Exercise description: Set out the listing as a Markdown table with the columns Row and Listing line. Begin at its first line, stop after the line that contains "M 41 123 L 25", and skip blank lines.

Input for this task:

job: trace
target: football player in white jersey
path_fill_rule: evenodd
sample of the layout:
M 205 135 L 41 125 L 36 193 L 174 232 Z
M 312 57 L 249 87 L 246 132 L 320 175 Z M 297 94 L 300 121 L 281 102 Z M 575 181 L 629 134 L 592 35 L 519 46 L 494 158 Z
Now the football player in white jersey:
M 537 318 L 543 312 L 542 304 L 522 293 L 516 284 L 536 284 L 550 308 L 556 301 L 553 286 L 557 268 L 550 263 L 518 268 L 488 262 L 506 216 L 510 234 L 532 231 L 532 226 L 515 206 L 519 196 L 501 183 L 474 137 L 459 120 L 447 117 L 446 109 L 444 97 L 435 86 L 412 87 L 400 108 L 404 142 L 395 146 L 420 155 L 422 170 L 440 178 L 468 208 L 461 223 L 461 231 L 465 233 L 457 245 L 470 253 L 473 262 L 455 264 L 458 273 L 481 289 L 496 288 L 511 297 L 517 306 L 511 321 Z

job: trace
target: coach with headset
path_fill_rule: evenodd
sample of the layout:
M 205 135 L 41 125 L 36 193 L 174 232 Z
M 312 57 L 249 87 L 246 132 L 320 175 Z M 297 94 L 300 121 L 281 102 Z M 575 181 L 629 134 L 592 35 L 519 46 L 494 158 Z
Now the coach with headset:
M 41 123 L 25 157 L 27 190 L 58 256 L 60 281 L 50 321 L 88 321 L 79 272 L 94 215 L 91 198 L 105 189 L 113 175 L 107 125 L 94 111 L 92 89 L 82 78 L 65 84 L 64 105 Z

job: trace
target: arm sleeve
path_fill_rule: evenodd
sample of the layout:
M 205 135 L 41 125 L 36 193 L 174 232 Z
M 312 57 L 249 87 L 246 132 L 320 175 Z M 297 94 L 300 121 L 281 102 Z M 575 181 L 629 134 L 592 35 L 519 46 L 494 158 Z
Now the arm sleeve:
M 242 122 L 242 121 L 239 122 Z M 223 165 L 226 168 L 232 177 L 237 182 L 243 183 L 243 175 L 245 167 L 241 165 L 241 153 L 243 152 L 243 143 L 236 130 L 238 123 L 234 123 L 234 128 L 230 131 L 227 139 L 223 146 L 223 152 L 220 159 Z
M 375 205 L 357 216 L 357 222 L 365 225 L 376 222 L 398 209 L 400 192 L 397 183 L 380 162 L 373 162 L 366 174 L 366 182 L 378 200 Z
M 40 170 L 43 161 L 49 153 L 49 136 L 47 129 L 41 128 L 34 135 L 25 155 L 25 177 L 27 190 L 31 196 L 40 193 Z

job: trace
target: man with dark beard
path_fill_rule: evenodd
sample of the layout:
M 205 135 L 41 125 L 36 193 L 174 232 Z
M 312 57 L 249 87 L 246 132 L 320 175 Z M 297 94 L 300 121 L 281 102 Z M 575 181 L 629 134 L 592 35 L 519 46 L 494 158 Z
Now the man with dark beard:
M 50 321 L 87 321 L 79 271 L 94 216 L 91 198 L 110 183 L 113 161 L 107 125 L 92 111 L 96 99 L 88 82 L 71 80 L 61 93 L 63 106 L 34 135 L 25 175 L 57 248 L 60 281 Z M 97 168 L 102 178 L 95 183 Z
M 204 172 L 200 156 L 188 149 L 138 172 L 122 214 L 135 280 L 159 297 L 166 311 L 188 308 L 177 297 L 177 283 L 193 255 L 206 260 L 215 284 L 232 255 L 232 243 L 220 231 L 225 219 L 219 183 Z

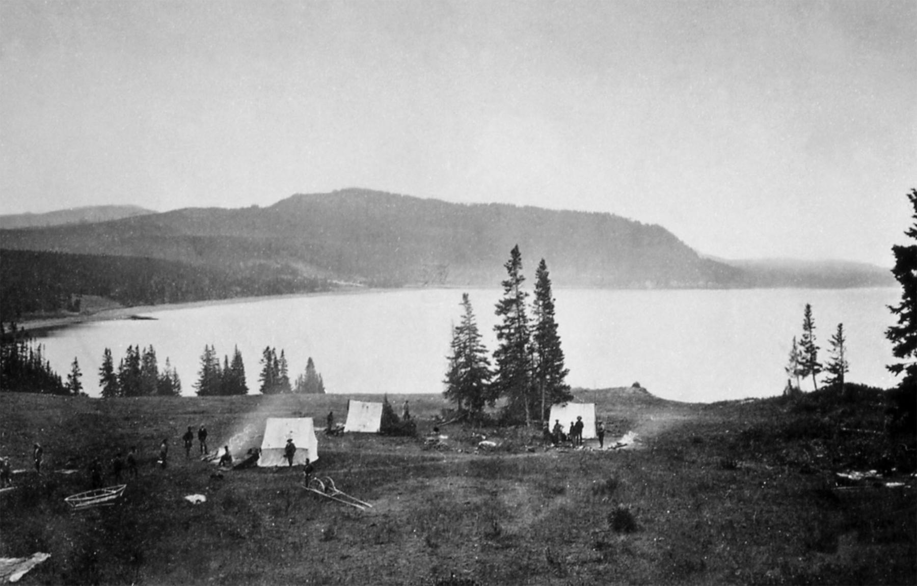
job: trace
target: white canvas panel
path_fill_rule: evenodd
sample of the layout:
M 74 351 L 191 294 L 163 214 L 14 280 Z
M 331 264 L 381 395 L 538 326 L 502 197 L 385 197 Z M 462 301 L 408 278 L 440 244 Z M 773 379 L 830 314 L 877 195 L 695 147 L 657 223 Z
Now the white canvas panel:
M 379 433 L 382 423 L 382 404 L 364 403 L 362 401 L 348 401 L 347 423 L 344 431 Z
M 554 422 L 559 421 L 565 434 L 570 431 L 570 422 L 577 417 L 582 417 L 582 438 L 595 437 L 595 404 L 594 403 L 566 403 L 551 407 L 551 420 L 547 426 L 554 429 Z
M 261 457 L 258 459 L 258 465 L 287 466 L 283 455 L 287 438 L 293 438 L 293 443 L 296 446 L 293 465 L 305 464 L 306 458 L 312 461 L 318 459 L 318 438 L 315 437 L 312 417 L 271 417 L 264 424 L 264 439 L 261 441 Z

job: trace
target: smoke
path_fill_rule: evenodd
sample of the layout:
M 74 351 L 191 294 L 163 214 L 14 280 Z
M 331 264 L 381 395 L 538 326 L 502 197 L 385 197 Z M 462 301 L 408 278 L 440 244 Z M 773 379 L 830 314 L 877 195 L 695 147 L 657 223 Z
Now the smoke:
M 619 439 L 618 442 L 622 444 L 627 444 L 628 446 L 633 446 L 635 443 L 636 443 L 636 432 L 628 431 L 626 434 L 621 437 L 621 439 Z

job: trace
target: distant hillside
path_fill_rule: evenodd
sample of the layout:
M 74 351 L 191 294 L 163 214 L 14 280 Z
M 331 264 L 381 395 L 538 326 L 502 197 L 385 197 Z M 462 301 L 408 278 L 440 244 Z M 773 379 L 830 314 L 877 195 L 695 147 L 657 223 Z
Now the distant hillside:
M 294 195 L 267 208 L 189 208 L 0 233 L 4 249 L 149 256 L 241 268 L 284 264 L 368 284 L 498 285 L 518 244 L 557 286 L 723 287 L 741 271 L 702 259 L 659 226 L 611 214 L 459 205 L 367 190 Z
M 244 275 L 370 286 L 499 286 L 518 244 L 556 287 L 893 285 L 854 263 L 704 258 L 666 228 L 612 214 L 461 205 L 362 189 L 298 194 L 265 208 L 187 208 L 93 224 L 0 230 L 0 248 L 146 257 Z M 269 277 L 270 276 L 270 277 Z
M 124 305 L 280 295 L 330 289 L 290 267 L 228 271 L 143 257 L 0 249 L 0 321 L 79 313 L 83 296 Z
M 137 205 L 90 205 L 57 210 L 47 214 L 7 214 L 0 216 L 0 229 L 107 222 L 108 220 L 119 220 L 125 217 L 155 213 Z
M 845 260 L 797 260 L 758 259 L 722 260 L 741 269 L 742 282 L 755 287 L 892 287 L 897 284 L 890 269 Z

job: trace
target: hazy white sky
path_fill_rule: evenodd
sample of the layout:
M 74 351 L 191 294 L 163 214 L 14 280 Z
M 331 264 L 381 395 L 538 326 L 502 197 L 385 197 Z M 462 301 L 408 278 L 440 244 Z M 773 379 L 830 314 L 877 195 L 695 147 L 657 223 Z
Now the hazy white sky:
M 891 265 L 917 2 L 0 1 L 0 213 L 359 186 Z

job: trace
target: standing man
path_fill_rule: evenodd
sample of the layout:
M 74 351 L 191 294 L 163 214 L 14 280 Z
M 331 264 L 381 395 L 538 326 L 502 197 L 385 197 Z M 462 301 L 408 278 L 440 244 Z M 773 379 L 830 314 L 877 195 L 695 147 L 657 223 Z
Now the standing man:
M 232 454 L 229 453 L 229 447 L 223 447 L 223 456 L 220 457 L 220 461 L 216 464 L 218 468 L 232 468 Z
M 166 459 L 168 459 L 168 457 L 169 457 L 169 438 L 166 437 L 165 439 L 162 440 L 162 443 L 160 444 L 160 466 L 161 466 L 163 469 L 165 469 L 166 467 Z
M 137 446 L 131 446 L 127 452 L 127 478 L 137 478 Z
M 315 467 L 312 465 L 309 459 L 305 459 L 305 466 L 303 468 L 303 482 L 305 488 L 309 488 L 309 482 L 312 481 L 312 475 L 315 472 Z
M 191 426 L 188 426 L 188 431 L 184 432 L 182 439 L 184 440 L 184 459 L 188 459 L 191 458 L 191 448 L 194 445 L 194 432 L 191 430 Z
M 35 449 L 32 451 L 32 458 L 35 459 L 35 471 L 41 473 L 41 460 L 44 459 L 45 450 L 41 444 L 36 442 Z
M 12 470 L 9 467 L 9 458 L 0 458 L 0 488 L 13 486 Z
M 115 481 L 121 482 L 121 470 L 124 470 L 124 459 L 121 458 L 121 452 L 115 454 L 115 458 L 112 459 L 112 474 L 115 476 Z
M 287 459 L 290 466 L 293 466 L 293 457 L 296 453 L 296 444 L 293 443 L 293 438 L 287 439 L 286 448 L 283 448 L 283 456 Z
M 197 430 L 197 441 L 201 442 L 201 454 L 207 453 L 207 428 L 201 424 L 201 428 Z
M 559 419 L 554 420 L 554 429 L 551 430 L 551 436 L 555 444 L 559 444 L 564 440 L 564 427 L 560 425 Z

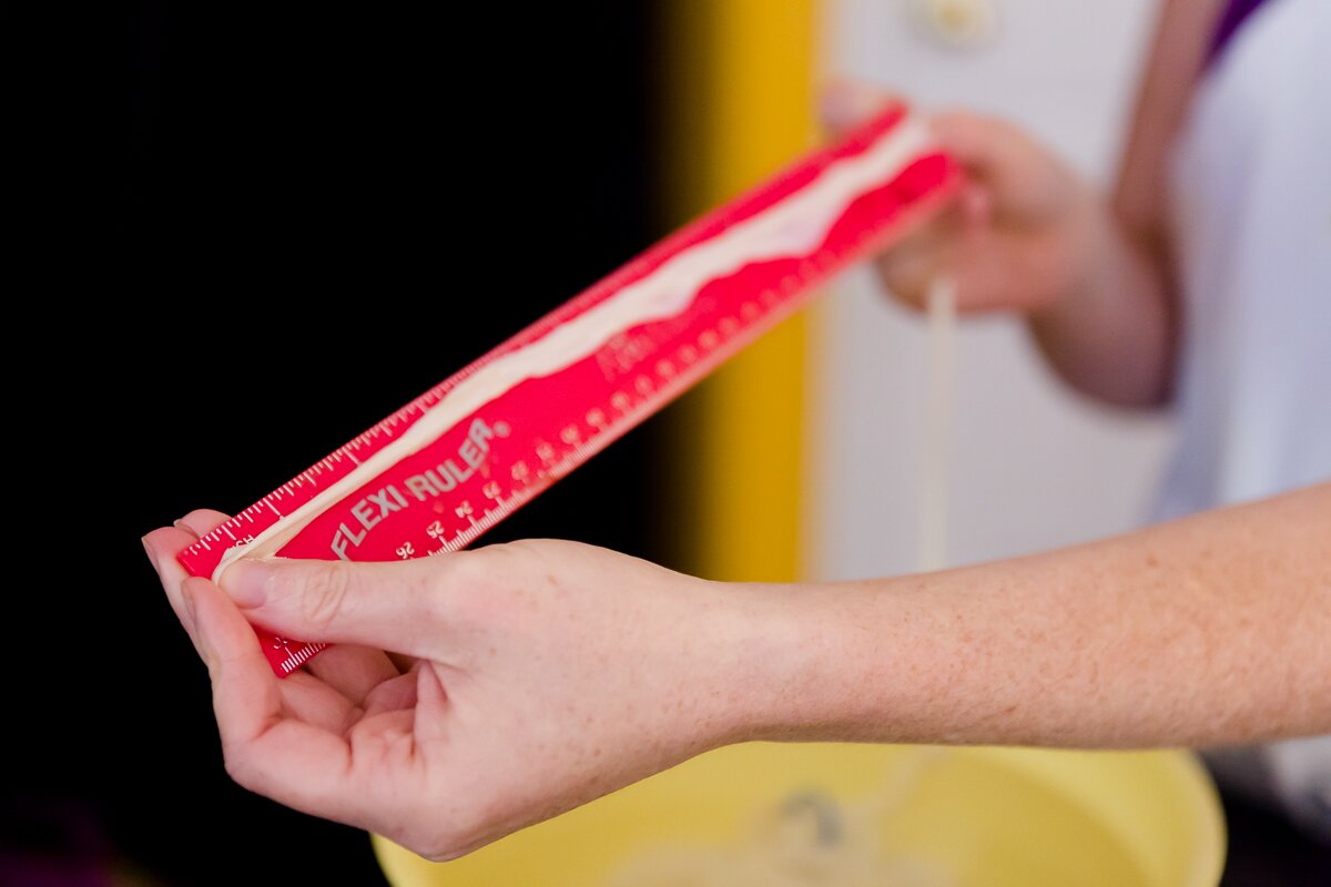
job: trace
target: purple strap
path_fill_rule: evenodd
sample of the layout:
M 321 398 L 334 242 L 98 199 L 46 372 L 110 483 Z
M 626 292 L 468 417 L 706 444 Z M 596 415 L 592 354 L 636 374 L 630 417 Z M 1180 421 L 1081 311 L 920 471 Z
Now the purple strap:
M 1211 37 L 1211 53 L 1207 56 L 1207 63 L 1214 63 L 1225 47 L 1230 44 L 1230 40 L 1238 33 L 1239 28 L 1247 21 L 1247 17 L 1252 15 L 1258 7 L 1260 7 L 1266 0 L 1230 0 L 1229 5 L 1225 8 L 1225 15 L 1221 17 L 1221 24 L 1215 29 L 1215 35 Z

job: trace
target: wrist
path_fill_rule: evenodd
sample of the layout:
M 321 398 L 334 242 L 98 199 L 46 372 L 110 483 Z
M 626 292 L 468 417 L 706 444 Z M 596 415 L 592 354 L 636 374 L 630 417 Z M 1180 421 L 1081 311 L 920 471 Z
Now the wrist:
M 735 641 L 725 742 L 890 738 L 893 644 L 882 582 L 727 588 Z

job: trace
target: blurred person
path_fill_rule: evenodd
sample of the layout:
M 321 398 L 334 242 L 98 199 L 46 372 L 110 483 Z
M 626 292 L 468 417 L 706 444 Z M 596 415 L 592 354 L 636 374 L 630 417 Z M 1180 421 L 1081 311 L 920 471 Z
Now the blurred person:
M 1004 121 L 937 114 L 969 184 L 880 261 L 908 303 L 948 273 L 962 311 L 1021 313 L 1090 396 L 1171 403 L 1159 523 L 857 582 L 712 582 L 530 540 L 240 561 L 218 586 L 176 563 L 225 519 L 193 512 L 145 547 L 229 773 L 447 859 L 747 739 L 1279 741 L 1229 758 L 1331 839 L 1328 44 L 1323 0 L 1167 0 L 1113 195 Z M 882 101 L 843 84 L 824 116 Z M 337 646 L 278 681 L 250 621 Z

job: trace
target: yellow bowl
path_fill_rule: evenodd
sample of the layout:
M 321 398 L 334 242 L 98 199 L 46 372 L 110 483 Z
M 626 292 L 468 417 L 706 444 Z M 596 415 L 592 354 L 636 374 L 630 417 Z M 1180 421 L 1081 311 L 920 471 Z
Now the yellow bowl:
M 721 749 L 451 863 L 374 846 L 394 887 L 608 887 L 635 859 L 733 852 L 791 798 L 856 810 L 884 791 L 878 852 L 957 887 L 1214 887 L 1225 863 L 1190 754 L 874 745 Z

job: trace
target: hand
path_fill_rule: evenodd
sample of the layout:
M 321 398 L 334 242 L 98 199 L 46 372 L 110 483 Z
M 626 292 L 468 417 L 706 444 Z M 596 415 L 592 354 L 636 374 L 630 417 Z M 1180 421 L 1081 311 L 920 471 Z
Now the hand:
M 836 82 L 821 116 L 835 133 L 881 110 L 893 97 Z M 1093 190 L 1016 126 L 968 112 L 930 117 L 938 142 L 966 169 L 949 211 L 878 259 L 888 290 L 924 307 L 929 282 L 950 273 L 961 311 L 1036 313 L 1081 286 L 1103 209 Z
M 768 656 L 743 590 L 558 541 L 186 577 L 176 555 L 224 519 L 144 543 L 208 664 L 226 769 L 262 795 L 450 859 L 743 738 Z M 278 680 L 249 621 L 337 646 Z

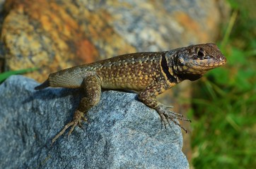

Solution:
| Row | Listing line |
|---|---|
| 1 | job: trace |
| 2 | target: football player in white jersey |
| 3 | path_fill_rule: evenodd |
| 4 | sample of the layout: |
| 5 | M 205 135 L 41 125 L 36 193 L 174 232 Z |
| 6 | M 312 57 L 249 87 L 246 132 L 320 175 Z M 297 94 L 300 121 L 281 102 Z M 575 181 L 629 134 L 592 35 L 519 46 L 494 158 Z |
| 7 | Now the football player in white jersey: |
| 8 | M 537 318 L 543 312 L 542 304 L 522 293 L 516 284 L 536 284 L 550 308 L 556 301 L 553 286 L 557 268 L 550 263 L 518 268 L 488 262 L 506 216 L 510 234 L 532 231 L 532 226 L 515 206 L 519 196 L 501 183 L 474 137 L 459 120 L 447 117 L 446 109 L 444 97 L 435 86 L 412 87 L 400 108 L 404 142 L 395 146 L 420 155 L 422 170 L 440 178 L 468 208 L 461 223 L 461 231 L 465 233 L 457 245 L 470 253 L 473 262 L 455 264 L 458 273 L 481 289 L 496 288 L 511 297 L 517 306 L 511 321 Z |
| 9 | job: trace |
| 10 | target: coach with headset |
| 11 | path_fill_rule: evenodd |
| 12 | sample of the layout: |
| 13 | M 205 135 L 41 125 L 36 193 L 174 232 Z |
| 14 | M 312 57 L 249 87 L 246 132 L 320 175 Z M 297 94 L 300 121 L 281 102 Z M 575 181 L 629 134 L 592 35 L 519 46 L 494 158 Z |
| 15 | Now the coach with headset: |
| 16 | M 41 123 L 25 157 L 27 190 L 58 256 L 60 281 L 50 321 L 88 321 L 79 272 L 94 215 L 91 198 L 105 189 L 113 175 L 107 125 L 94 111 L 92 89 L 82 78 L 65 84 L 64 105 Z |